**Challenge**
Gather every line of the records below that contains the word "sign", and list them in their original order.

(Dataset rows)
-.-.-

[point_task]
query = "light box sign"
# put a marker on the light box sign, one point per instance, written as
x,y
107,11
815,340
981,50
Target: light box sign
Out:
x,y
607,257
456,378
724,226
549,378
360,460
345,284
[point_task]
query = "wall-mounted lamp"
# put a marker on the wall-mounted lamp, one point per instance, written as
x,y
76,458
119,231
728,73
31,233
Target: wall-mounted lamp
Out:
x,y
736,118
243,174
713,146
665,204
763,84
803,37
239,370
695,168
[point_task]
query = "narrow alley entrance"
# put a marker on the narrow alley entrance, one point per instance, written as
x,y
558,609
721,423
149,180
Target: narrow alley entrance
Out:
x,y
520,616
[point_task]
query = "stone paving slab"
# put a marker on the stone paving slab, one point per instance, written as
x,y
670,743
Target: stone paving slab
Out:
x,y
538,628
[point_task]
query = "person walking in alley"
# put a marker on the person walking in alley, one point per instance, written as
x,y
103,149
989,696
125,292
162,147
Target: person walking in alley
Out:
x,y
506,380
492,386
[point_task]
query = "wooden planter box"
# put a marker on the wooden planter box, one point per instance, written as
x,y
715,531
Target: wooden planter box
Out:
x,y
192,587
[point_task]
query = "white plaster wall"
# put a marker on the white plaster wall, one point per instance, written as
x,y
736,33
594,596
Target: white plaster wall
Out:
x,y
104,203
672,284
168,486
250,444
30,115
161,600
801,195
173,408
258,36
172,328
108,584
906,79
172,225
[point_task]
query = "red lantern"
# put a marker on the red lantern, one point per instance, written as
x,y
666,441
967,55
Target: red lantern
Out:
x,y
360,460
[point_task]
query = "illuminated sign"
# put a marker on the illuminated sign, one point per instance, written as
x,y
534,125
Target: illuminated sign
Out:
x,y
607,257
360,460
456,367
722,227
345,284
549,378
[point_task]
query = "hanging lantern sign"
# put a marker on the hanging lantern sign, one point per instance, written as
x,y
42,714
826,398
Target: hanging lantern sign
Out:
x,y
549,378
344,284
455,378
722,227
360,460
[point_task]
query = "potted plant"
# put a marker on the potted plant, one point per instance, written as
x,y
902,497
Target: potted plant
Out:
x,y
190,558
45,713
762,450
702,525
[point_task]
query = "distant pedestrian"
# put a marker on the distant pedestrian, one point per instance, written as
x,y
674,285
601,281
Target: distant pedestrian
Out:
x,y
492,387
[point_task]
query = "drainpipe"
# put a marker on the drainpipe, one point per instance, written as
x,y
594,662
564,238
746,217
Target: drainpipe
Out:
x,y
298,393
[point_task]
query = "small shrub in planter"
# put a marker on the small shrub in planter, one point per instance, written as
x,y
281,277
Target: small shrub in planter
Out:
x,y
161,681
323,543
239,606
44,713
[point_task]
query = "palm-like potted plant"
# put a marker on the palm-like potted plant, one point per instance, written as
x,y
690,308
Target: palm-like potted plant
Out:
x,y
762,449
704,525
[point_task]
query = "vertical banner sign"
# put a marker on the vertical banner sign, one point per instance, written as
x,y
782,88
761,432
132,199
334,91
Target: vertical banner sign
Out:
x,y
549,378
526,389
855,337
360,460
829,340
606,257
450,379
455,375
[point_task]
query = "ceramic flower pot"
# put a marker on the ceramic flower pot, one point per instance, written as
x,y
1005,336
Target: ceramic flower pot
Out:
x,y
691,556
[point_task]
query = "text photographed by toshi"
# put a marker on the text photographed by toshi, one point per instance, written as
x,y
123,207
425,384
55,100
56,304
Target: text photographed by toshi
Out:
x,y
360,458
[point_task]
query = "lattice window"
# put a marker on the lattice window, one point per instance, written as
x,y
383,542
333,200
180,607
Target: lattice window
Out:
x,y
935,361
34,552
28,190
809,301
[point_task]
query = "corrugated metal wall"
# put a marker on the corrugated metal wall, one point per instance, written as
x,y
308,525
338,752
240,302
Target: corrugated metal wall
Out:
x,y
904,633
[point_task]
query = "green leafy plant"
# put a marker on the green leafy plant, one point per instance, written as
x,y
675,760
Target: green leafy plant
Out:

-.-.-

**Right answer**
query = "light box sign"
# put a marker on the light box sign, one point per instance, written as
Target: light box sign
query = "illuminated sign"
# put a marker on the illuminated sign, one point per instance, written as
Target: illuminated sign
query = "hanging lantern sign"
# put a marker on the hanging lantern sign, one point per instance, written as
Target: hanging lantern sign
query = "vertical banner sign"
# put a marker on the vertical banner sign, one point per instance, written as
Target: vertical banner sign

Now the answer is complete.